» **Record list**
::::
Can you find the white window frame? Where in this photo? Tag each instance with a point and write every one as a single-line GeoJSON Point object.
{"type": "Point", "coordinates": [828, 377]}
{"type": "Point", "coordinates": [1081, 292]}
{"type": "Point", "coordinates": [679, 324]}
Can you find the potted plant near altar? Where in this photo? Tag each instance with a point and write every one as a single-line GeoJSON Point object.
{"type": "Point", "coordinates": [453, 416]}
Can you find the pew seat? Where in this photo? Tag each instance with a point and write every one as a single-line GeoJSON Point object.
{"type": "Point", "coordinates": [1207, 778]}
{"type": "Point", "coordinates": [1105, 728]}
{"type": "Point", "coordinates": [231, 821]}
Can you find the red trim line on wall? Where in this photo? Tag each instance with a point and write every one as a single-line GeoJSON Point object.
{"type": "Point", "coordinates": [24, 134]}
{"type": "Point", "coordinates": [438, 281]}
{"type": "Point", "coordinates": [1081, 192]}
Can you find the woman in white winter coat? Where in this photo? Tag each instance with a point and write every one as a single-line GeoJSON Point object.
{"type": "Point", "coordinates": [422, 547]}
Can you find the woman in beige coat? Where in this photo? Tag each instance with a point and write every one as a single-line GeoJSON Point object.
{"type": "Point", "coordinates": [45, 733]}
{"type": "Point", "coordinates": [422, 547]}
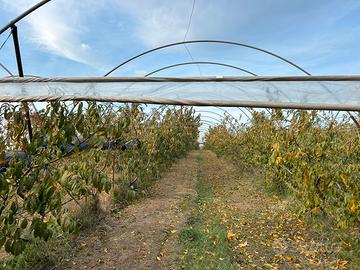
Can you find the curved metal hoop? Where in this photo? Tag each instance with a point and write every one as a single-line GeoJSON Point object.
{"type": "Point", "coordinates": [208, 41]}
{"type": "Point", "coordinates": [201, 63]}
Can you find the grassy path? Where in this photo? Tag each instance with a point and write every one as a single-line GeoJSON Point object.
{"type": "Point", "coordinates": [205, 214]}
{"type": "Point", "coordinates": [145, 234]}
{"type": "Point", "coordinates": [261, 231]}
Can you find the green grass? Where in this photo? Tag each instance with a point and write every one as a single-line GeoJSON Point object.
{"type": "Point", "coordinates": [204, 240]}
{"type": "Point", "coordinates": [46, 255]}
{"type": "Point", "coordinates": [40, 255]}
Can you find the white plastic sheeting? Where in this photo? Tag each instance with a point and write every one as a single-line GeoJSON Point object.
{"type": "Point", "coordinates": [302, 92]}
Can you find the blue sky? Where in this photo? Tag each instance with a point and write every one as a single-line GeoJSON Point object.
{"type": "Point", "coordinates": [89, 37]}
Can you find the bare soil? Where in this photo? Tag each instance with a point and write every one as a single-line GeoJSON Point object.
{"type": "Point", "coordinates": [262, 232]}
{"type": "Point", "coordinates": [143, 235]}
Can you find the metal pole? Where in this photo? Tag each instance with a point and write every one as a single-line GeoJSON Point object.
{"type": "Point", "coordinates": [21, 74]}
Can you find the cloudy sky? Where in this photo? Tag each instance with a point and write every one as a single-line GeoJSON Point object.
{"type": "Point", "coordinates": [89, 37]}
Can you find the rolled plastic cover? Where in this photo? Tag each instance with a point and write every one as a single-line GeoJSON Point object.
{"type": "Point", "coordinates": [292, 92]}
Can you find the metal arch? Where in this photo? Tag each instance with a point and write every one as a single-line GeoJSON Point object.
{"type": "Point", "coordinates": [209, 63]}
{"type": "Point", "coordinates": [23, 15]}
{"type": "Point", "coordinates": [6, 69]}
{"type": "Point", "coordinates": [208, 41]}
{"type": "Point", "coordinates": [201, 63]}
{"type": "Point", "coordinates": [213, 118]}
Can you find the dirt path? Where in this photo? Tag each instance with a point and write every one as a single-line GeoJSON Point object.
{"type": "Point", "coordinates": [143, 235]}
{"type": "Point", "coordinates": [262, 232]}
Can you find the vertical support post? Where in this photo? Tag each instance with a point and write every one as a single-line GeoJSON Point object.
{"type": "Point", "coordinates": [21, 74]}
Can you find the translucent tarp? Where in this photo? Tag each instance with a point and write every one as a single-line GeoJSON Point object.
{"type": "Point", "coordinates": [303, 92]}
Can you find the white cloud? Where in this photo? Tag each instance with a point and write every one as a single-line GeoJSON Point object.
{"type": "Point", "coordinates": [158, 22]}
{"type": "Point", "coordinates": [58, 27]}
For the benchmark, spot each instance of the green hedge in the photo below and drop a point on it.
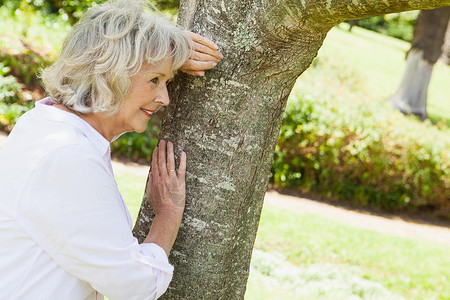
(398, 25)
(364, 153)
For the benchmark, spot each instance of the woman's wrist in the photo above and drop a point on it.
(164, 229)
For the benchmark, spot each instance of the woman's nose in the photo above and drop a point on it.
(163, 96)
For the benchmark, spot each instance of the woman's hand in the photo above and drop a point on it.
(166, 194)
(166, 189)
(205, 56)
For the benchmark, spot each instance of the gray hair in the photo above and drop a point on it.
(106, 47)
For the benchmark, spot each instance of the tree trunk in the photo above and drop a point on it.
(426, 48)
(228, 123)
(445, 57)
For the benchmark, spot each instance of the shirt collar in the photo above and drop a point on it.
(55, 114)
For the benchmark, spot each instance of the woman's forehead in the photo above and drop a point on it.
(164, 67)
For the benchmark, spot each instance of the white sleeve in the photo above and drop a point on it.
(72, 208)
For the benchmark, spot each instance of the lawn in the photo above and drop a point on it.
(302, 256)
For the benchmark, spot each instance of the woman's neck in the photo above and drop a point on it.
(96, 121)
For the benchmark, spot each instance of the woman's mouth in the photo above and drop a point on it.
(147, 112)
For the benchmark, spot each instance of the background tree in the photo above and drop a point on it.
(228, 124)
(446, 47)
(426, 48)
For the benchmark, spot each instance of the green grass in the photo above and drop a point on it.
(302, 256)
(132, 188)
(44, 34)
(368, 65)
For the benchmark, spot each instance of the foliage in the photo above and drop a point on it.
(13, 104)
(72, 10)
(363, 153)
(398, 25)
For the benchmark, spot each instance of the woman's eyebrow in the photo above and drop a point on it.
(162, 74)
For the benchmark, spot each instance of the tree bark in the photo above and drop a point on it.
(426, 48)
(228, 123)
(445, 57)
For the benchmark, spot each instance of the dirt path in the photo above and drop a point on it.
(388, 224)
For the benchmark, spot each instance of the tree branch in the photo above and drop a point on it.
(341, 10)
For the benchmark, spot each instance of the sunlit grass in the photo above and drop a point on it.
(302, 256)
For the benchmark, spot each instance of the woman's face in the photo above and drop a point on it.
(147, 94)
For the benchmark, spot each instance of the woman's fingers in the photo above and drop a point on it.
(182, 166)
(155, 169)
(194, 65)
(162, 158)
(198, 56)
(170, 159)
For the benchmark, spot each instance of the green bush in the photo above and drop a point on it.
(398, 25)
(363, 153)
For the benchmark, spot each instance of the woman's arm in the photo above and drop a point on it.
(166, 194)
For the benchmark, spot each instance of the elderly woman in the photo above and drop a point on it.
(65, 232)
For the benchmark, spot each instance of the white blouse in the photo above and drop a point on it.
(65, 232)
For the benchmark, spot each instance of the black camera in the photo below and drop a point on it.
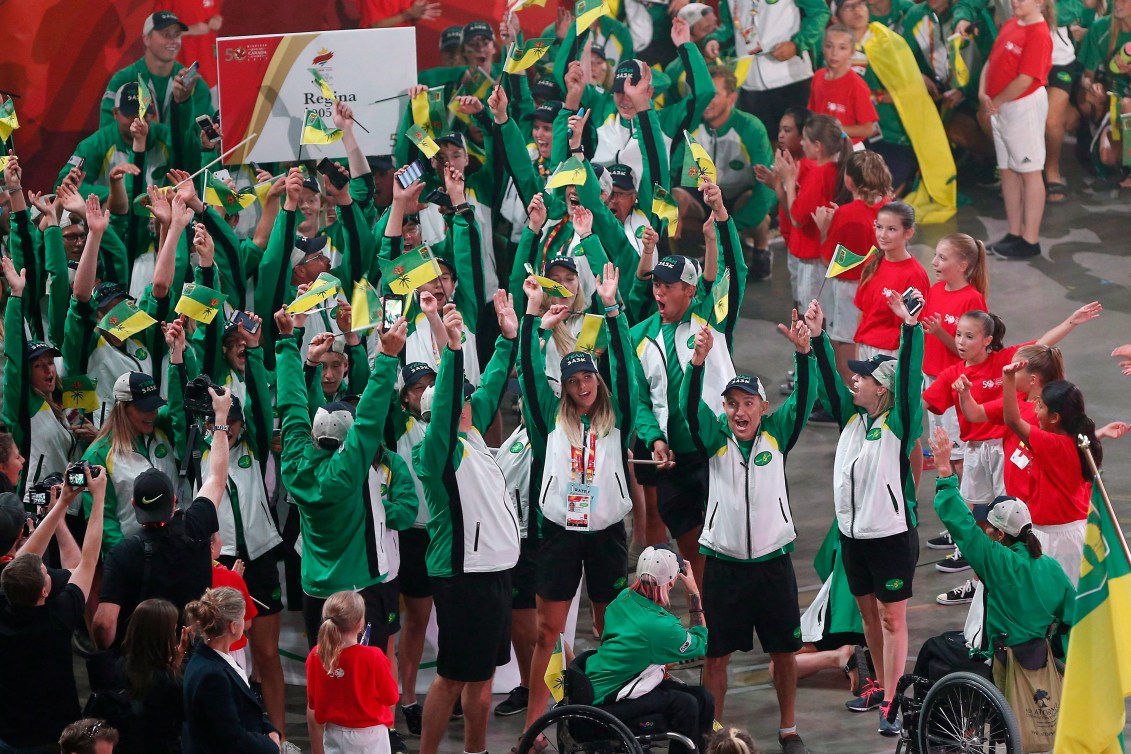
(197, 398)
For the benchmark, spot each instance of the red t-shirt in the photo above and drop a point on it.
(854, 227)
(223, 577)
(879, 327)
(951, 305)
(847, 98)
(374, 10)
(1019, 51)
(357, 694)
(200, 48)
(1018, 457)
(1060, 491)
(817, 187)
(985, 386)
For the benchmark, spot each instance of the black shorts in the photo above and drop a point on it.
(603, 554)
(741, 599)
(262, 579)
(413, 574)
(473, 617)
(882, 568)
(681, 494)
(382, 613)
(524, 574)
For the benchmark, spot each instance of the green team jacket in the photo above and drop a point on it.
(440, 453)
(638, 634)
(329, 486)
(1024, 596)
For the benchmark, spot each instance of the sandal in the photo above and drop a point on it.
(1056, 192)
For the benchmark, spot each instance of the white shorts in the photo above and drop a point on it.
(840, 314)
(1019, 132)
(983, 471)
(337, 739)
(805, 276)
(949, 422)
(1064, 544)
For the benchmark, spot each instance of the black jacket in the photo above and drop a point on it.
(221, 713)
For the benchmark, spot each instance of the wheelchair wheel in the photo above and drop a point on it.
(579, 728)
(965, 713)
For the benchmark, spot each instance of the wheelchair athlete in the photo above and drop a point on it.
(640, 638)
(1024, 591)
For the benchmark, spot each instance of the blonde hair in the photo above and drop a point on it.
(342, 614)
(216, 608)
(602, 418)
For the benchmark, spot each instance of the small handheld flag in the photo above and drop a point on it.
(552, 287)
(570, 172)
(665, 207)
(316, 131)
(199, 303)
(79, 393)
(697, 164)
(420, 136)
(527, 54)
(8, 120)
(126, 320)
(587, 11)
(325, 286)
(411, 270)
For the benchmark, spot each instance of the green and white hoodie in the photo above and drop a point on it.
(873, 490)
(472, 525)
(611, 500)
(748, 504)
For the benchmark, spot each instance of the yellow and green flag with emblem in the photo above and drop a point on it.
(409, 270)
(199, 302)
(126, 320)
(325, 286)
(316, 131)
(8, 121)
(1097, 672)
(79, 393)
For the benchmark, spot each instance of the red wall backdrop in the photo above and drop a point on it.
(58, 55)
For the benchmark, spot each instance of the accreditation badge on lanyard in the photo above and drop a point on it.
(580, 493)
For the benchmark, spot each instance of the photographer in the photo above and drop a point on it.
(40, 611)
(138, 436)
(171, 556)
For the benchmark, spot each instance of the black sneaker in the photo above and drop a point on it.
(516, 702)
(414, 713)
(396, 743)
(1020, 250)
(942, 542)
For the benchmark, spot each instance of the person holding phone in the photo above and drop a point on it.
(880, 418)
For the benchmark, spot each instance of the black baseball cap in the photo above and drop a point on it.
(108, 293)
(622, 176)
(413, 373)
(477, 28)
(153, 497)
(547, 111)
(577, 362)
(451, 37)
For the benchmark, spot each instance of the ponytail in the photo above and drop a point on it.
(342, 613)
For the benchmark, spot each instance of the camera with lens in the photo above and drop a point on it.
(197, 398)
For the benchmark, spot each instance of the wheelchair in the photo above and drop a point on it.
(575, 726)
(959, 713)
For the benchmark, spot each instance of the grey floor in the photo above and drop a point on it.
(1086, 254)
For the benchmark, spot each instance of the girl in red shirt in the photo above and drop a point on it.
(895, 269)
(852, 226)
(811, 183)
(350, 686)
(1062, 478)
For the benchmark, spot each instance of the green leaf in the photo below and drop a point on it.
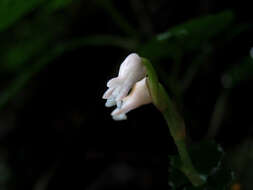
::::
» **Goal**
Give the stretch from the line containing "For the benchmark, spot each instance of the black baseball" through the end of the listing as a JSON list of strings, one string per line, with blank lines omitted. Leave out the pictures.

» **Written answer**
[
  "For the benchmark, spot each instance of the black baseball cap in the photo above and drop a point on it.",
  "(108, 293)",
  "(622, 176)",
  "(413, 373)",
  "(477, 28)",
  "(153, 497)",
  "(547, 111)",
  "(577, 362)",
  "(451, 37)",
  "For the benchmark, spot each instance of the ponytail in the photo above and drop a point on it.",
  "(342, 613)",
  "For the benchmark, spot each instance of the camera with lens in the photo above and drop a point on it.",
  "(197, 398)",
  "For the benchmark, spot each instance of the wheelchair in the photo above and drop a point on it.",
  "(575, 726)",
  "(959, 713)",
  "For the benchmark, spot each instance of the grey floor in the photo above and drop a point on it.",
  "(1086, 254)",
  "For the benchmark, spot each instance of the girl in red shirt in the photo above and drop a point on it.",
  "(895, 269)",
  "(852, 226)",
  "(811, 183)",
  "(350, 686)",
  "(1062, 478)",
  "For the benchmark, spot each instance of the green leaf in the photo below and drop a point on it."
]